Identify each line in the records below that contains the word "santa", and copy every such line in full.

============

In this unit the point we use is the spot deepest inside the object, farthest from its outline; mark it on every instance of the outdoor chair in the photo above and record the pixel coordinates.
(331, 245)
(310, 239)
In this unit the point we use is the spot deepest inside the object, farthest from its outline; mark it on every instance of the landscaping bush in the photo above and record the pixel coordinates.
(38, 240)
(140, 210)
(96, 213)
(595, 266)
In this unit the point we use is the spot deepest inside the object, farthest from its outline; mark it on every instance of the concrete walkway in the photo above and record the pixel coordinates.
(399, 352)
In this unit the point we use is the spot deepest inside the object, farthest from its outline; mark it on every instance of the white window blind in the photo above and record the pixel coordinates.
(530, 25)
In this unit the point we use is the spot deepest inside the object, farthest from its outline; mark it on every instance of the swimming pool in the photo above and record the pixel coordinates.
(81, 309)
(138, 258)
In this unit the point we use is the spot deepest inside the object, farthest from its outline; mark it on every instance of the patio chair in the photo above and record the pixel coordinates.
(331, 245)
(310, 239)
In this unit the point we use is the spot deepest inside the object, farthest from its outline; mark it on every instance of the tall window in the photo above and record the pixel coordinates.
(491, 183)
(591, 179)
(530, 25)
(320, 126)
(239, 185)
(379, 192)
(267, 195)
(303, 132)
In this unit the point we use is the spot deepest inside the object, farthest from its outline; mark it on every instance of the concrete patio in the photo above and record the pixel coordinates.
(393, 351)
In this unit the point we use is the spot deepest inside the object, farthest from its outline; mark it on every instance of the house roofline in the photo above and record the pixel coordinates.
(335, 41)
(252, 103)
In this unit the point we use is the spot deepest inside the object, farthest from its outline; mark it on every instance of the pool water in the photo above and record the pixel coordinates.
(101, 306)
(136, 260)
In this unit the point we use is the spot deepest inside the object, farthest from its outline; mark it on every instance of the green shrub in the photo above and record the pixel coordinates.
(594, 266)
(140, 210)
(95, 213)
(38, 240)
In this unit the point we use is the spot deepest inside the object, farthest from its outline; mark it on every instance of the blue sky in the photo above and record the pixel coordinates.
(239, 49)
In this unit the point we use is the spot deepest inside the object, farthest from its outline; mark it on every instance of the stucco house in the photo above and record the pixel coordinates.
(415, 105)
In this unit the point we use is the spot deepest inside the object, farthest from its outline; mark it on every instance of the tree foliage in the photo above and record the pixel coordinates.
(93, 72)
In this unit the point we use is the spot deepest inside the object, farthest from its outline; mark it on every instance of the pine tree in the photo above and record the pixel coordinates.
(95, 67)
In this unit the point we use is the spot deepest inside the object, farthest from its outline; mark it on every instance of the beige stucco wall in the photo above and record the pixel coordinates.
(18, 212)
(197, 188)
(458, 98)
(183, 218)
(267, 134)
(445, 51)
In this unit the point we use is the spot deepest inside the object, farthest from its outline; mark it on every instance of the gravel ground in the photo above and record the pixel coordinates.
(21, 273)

============

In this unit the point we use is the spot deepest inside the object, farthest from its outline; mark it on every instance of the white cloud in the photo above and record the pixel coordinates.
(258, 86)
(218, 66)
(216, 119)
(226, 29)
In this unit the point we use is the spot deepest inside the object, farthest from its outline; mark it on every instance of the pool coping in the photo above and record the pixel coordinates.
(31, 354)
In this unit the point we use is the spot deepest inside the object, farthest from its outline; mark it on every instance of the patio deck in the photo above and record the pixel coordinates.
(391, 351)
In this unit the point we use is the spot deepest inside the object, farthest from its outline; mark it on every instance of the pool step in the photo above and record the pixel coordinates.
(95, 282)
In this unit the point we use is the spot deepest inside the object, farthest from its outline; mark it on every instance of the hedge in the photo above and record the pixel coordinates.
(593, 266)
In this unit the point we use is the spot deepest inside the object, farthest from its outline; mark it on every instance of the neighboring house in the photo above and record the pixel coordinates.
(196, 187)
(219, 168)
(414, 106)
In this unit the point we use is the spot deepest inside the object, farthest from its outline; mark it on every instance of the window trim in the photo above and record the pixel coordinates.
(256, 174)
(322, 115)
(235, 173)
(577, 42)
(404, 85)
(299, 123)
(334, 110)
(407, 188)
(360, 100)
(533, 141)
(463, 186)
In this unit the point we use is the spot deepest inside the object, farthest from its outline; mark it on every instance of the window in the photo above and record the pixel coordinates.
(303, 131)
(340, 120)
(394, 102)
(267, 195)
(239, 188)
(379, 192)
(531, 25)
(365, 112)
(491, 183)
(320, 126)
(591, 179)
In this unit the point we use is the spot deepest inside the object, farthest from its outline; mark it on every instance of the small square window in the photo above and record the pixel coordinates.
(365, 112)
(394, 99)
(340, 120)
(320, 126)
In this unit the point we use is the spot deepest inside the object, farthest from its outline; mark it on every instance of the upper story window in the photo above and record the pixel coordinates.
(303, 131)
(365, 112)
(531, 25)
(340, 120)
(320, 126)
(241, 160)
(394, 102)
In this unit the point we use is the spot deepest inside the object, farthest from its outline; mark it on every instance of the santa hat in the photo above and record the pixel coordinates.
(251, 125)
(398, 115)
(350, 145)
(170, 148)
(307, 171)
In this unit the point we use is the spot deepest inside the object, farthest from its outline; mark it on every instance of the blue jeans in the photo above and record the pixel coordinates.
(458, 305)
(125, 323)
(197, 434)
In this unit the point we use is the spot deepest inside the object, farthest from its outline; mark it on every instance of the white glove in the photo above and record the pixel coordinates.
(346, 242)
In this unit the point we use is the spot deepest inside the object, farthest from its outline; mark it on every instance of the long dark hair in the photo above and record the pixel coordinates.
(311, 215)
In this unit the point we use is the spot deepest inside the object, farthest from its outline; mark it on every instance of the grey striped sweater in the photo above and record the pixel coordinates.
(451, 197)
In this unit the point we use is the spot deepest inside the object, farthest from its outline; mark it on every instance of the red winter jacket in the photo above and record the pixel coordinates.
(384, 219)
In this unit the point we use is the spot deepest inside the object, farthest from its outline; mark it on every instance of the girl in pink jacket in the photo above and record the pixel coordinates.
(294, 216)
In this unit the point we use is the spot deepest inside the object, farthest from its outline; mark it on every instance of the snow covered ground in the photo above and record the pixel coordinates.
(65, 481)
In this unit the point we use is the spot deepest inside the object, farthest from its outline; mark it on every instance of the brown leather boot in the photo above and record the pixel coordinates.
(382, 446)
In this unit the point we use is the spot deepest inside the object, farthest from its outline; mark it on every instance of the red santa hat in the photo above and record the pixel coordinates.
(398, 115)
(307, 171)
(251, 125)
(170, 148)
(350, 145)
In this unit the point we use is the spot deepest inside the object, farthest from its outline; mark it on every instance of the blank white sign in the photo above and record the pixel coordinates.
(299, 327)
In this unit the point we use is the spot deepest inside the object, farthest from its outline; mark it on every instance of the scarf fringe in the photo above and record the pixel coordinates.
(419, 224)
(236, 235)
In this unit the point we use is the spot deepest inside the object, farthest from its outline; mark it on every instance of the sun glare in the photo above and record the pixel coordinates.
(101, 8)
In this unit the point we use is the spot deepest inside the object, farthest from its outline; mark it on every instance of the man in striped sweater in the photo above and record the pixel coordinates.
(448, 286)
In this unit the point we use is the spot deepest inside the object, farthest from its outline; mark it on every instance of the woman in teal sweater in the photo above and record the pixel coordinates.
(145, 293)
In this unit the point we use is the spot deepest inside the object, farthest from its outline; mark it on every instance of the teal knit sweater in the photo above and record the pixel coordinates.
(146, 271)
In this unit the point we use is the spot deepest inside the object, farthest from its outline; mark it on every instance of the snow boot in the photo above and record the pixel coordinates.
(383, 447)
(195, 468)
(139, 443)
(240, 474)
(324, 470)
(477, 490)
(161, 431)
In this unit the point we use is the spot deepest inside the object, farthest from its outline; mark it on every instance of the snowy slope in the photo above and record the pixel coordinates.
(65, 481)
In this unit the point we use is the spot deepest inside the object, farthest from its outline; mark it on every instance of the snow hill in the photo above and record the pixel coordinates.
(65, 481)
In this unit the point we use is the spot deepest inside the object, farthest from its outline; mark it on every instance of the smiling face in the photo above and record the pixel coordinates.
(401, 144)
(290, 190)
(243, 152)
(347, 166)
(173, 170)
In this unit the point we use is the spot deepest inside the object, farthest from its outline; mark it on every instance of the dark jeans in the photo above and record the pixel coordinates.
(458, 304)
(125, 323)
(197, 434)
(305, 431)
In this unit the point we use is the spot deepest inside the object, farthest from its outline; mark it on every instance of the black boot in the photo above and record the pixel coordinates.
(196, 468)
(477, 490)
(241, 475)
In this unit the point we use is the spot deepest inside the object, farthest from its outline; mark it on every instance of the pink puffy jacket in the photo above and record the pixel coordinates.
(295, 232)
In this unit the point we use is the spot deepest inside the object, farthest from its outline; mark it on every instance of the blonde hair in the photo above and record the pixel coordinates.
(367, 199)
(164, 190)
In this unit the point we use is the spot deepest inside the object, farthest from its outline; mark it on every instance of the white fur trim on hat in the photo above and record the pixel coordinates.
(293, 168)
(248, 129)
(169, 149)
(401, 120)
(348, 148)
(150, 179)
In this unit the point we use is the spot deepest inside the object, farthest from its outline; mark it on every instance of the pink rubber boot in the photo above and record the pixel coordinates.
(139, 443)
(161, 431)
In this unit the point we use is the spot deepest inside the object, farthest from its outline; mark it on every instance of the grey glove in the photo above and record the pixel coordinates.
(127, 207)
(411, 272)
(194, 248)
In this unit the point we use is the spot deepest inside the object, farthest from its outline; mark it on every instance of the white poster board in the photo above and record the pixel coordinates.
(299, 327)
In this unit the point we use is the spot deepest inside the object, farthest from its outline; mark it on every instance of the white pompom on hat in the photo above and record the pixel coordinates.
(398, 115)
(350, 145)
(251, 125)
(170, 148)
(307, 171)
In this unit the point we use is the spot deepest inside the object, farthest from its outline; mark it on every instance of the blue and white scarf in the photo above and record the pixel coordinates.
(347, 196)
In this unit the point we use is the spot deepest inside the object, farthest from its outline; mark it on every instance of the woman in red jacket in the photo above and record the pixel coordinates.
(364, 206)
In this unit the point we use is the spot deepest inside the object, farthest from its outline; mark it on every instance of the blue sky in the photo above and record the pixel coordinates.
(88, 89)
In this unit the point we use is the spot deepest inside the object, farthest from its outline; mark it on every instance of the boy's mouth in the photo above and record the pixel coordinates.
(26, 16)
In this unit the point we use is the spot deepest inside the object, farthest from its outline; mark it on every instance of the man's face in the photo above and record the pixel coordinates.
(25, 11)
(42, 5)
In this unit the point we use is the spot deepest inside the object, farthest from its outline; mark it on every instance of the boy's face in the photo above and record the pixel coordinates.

============

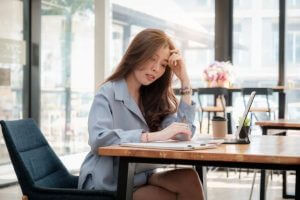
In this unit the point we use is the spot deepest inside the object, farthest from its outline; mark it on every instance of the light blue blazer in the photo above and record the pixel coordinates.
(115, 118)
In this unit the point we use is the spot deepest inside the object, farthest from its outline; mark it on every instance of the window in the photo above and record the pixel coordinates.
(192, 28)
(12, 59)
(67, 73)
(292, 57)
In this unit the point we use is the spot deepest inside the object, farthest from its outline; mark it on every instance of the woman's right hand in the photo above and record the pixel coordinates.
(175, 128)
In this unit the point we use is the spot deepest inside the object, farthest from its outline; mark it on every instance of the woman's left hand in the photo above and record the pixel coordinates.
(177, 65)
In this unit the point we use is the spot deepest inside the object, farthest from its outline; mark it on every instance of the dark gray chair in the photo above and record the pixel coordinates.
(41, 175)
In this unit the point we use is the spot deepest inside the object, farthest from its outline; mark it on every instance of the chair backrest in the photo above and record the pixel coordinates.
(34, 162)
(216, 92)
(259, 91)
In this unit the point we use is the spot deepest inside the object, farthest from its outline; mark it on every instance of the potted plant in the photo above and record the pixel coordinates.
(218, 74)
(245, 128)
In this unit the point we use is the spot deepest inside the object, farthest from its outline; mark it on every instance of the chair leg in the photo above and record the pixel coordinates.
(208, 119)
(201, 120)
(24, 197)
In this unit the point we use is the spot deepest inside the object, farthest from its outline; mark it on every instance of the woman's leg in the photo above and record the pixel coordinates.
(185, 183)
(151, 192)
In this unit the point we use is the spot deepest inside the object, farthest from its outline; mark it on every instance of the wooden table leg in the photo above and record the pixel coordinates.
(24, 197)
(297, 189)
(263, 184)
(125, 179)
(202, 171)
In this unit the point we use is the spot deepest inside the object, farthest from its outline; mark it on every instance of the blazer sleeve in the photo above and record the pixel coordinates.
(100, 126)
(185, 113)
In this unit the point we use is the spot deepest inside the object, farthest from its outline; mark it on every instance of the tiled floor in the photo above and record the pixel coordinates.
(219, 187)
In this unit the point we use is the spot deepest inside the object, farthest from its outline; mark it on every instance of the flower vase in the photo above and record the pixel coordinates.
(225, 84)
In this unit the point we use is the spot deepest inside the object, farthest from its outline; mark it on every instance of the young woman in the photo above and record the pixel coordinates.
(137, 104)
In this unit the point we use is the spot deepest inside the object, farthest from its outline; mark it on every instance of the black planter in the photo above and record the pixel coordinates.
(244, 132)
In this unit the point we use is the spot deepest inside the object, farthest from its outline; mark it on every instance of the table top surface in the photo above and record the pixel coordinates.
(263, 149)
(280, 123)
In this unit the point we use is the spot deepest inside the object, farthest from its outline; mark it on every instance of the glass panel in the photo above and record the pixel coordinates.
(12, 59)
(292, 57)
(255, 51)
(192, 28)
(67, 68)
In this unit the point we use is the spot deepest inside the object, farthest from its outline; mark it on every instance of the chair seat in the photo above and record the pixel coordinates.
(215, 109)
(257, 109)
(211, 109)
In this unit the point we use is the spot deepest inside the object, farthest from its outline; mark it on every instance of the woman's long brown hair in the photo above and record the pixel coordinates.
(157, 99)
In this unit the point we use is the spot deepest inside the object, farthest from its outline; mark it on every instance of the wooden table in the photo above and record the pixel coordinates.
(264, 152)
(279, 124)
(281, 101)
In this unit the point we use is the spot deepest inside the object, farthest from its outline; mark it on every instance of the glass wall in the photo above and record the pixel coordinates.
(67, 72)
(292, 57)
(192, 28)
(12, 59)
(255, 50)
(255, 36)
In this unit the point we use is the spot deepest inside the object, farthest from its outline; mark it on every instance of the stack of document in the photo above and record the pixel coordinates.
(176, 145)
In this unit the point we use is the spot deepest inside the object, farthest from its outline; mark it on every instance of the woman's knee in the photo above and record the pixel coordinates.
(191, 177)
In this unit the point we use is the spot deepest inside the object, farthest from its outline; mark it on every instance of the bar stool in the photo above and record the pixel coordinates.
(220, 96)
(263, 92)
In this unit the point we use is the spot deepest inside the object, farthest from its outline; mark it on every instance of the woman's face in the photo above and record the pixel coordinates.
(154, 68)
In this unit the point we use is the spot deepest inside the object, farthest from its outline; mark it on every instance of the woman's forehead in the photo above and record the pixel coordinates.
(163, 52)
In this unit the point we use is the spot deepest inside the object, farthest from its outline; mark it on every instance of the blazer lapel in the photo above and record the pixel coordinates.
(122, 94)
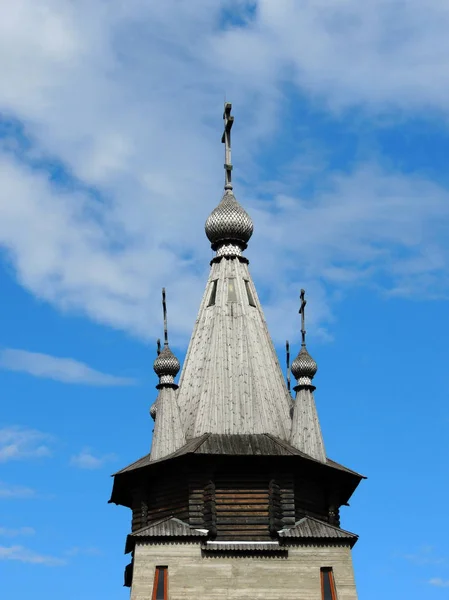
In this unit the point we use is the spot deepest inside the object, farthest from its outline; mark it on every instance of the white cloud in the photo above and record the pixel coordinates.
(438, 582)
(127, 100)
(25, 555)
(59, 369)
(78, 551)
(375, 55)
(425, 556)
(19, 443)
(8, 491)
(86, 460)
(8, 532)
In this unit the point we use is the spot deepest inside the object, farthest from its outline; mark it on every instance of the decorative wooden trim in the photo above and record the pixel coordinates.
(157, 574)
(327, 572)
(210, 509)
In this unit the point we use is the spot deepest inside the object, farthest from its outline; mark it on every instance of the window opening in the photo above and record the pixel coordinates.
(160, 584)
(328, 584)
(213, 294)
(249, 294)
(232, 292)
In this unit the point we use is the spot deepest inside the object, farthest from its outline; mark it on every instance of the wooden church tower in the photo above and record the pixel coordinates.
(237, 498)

============

• Problem solution
In this unit the point we use is the spot deepest inside the object, farthest from its outline; mark it on every instance of the santa hat in the photo above and record the pixel coordinates.
In this unit the point we use is the spot deepest inside the object, farthest from its outline; mark it on every instance of the red santa hat in the photo above and record the pixel coordinates.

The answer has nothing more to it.